* **Data**

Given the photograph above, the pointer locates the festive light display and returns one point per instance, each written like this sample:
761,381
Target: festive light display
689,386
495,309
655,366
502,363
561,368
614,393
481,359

* **Goal of the exercise**
Reproduce the listing with each occurrence of "festive light display" replaced by "holiday light decoration", leaving everything else unchanged.

* **Exercise answer**
Given the photograph above, the pointer locates the holiday light decoration and returns one point per instance, each written like this sample:
761,381
Target: holiday light decoration
689,386
495,309
655,366
502,363
561,368
614,393
481,359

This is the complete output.